- **YOUR GOAL**
Echo the following material verbatim, from its very beginning down to and including the line containing "127 163 L 190".
####################
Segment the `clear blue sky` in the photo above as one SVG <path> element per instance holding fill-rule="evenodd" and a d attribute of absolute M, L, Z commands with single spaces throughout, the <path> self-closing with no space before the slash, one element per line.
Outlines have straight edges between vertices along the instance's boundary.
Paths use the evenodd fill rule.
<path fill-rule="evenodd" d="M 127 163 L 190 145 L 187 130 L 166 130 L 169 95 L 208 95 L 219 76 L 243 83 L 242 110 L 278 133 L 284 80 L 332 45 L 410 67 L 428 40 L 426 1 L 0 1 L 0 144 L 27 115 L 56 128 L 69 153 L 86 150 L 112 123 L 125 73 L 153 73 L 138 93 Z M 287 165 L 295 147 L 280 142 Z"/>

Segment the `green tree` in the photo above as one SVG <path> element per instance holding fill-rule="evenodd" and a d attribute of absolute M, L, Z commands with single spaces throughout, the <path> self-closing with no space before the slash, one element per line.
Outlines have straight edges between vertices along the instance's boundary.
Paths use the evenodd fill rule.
####################
- **EXPECTED OUTPUT**
Segment the `clear blue sky` in the photo above as one SVG <path> element per instance holding fill-rule="evenodd" and a d attribute of absolute M, L, Z commands with single spaces throughout, the <path> self-closing with no space before the slash, one element per line.
Outlines have straight edges between vertices along the instance's boundary.
Paths use the evenodd fill rule.
<path fill-rule="evenodd" d="M 127 163 L 190 145 L 187 130 L 166 130 L 169 95 L 208 95 L 219 76 L 243 83 L 242 110 L 278 133 L 284 80 L 332 45 L 410 67 L 428 40 L 426 1 L 0 1 L 0 144 L 27 115 L 56 128 L 69 153 L 86 150 L 112 123 L 125 73 L 153 73 L 138 93 Z M 287 165 L 295 147 L 280 142 Z"/>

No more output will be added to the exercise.